Rewrite the stretch from the line containing "Scan for black" through the end of the lines, switching "top-level" to "outermost" and leaving everything else untouched.

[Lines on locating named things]
==============================

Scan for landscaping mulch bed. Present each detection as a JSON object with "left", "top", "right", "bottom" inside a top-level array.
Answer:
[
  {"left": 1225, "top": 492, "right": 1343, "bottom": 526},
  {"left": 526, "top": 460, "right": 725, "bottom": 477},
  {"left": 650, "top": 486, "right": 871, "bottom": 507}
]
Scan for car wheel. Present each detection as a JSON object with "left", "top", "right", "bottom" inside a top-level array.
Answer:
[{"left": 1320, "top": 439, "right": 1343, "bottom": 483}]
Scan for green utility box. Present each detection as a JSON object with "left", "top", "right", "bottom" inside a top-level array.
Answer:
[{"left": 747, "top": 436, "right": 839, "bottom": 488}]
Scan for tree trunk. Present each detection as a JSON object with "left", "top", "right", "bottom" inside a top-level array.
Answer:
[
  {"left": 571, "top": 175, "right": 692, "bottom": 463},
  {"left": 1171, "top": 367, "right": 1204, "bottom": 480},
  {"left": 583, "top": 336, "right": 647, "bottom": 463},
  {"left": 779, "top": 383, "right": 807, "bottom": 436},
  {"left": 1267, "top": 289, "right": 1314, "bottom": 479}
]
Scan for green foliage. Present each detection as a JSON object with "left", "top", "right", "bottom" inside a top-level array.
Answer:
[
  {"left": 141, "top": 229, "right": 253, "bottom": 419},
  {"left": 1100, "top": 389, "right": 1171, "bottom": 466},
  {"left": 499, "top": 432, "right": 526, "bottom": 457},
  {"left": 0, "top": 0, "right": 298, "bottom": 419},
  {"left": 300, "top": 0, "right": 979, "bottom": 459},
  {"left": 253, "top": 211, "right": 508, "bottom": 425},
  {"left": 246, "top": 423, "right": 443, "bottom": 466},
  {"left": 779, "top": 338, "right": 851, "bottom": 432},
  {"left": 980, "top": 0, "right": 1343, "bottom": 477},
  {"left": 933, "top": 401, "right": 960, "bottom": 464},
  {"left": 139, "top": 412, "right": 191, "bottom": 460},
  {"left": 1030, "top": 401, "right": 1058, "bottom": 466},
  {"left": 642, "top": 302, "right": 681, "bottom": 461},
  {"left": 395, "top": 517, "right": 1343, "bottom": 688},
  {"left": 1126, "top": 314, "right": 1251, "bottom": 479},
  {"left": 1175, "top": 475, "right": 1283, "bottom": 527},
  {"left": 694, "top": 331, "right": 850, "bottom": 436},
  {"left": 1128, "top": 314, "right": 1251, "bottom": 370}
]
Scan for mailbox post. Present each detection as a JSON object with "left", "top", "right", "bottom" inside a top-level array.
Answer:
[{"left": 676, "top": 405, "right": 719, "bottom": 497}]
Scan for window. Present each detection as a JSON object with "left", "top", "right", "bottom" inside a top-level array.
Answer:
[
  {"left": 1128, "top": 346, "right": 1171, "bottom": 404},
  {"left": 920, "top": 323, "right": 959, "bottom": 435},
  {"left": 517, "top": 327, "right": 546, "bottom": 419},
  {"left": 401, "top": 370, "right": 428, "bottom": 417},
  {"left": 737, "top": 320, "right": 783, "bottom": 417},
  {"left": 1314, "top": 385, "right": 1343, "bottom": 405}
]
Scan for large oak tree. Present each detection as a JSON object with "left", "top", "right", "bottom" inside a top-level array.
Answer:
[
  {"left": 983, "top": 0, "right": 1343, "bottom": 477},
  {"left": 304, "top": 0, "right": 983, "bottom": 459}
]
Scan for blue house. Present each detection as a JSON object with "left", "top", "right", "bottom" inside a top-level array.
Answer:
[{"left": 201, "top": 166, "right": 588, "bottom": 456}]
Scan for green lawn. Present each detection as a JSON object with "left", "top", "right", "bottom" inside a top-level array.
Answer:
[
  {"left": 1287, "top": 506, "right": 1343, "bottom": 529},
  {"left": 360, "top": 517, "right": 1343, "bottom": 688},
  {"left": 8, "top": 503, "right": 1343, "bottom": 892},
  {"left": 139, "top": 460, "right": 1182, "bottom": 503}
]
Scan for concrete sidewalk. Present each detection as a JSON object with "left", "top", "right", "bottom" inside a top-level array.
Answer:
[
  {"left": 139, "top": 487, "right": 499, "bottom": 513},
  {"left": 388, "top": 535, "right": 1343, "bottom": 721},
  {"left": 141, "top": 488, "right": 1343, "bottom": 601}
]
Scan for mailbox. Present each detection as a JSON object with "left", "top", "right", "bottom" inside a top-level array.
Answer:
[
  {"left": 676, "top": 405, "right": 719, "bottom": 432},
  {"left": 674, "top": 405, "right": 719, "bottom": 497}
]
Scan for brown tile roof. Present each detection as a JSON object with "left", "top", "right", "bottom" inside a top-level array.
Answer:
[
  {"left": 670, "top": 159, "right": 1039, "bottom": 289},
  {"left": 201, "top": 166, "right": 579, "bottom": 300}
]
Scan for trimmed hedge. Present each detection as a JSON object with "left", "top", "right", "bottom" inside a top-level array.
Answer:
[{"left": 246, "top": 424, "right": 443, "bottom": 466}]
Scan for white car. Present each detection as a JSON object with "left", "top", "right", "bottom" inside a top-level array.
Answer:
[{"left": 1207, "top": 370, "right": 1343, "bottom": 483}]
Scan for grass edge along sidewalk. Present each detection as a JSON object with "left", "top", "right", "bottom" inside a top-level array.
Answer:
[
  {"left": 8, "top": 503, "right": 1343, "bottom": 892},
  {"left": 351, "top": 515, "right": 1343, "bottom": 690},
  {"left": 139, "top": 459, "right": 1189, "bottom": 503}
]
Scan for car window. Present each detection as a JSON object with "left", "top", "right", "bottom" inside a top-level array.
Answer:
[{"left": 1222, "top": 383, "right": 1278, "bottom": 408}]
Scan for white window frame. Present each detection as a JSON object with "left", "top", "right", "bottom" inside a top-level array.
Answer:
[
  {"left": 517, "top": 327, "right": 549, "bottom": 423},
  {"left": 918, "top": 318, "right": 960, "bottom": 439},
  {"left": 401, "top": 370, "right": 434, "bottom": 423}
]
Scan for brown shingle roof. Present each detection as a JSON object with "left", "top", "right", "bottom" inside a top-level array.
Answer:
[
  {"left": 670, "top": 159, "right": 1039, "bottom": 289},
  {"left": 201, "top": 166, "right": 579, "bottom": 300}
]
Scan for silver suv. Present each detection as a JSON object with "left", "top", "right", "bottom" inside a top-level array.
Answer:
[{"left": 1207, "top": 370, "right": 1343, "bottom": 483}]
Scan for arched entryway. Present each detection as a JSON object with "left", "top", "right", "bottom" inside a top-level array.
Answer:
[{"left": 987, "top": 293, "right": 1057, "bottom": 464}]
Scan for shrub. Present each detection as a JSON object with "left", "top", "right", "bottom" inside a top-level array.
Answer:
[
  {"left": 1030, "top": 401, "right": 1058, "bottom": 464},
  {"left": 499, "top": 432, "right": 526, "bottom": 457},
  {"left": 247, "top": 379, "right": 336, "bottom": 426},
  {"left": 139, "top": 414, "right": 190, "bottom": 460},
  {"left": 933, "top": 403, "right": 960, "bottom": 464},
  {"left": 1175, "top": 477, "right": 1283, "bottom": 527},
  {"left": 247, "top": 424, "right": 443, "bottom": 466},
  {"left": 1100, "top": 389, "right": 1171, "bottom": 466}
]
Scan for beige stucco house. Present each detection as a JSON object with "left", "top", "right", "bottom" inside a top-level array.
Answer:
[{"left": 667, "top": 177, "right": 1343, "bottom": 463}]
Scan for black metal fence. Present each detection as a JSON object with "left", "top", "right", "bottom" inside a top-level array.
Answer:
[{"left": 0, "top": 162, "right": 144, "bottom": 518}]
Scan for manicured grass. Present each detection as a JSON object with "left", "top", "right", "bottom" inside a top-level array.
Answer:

==============================

COMPLETE OUTPUT:
Scan for black metal fence. Present each detection as a JSON object with "left", "top", "right", "bottom" inside a outermost array.
Answer:
[{"left": 0, "top": 162, "right": 144, "bottom": 518}]
Scan for manicured grass. Present each detection as a JSON object with "left", "top", "right", "bottom" inside a outermost array.
Answer:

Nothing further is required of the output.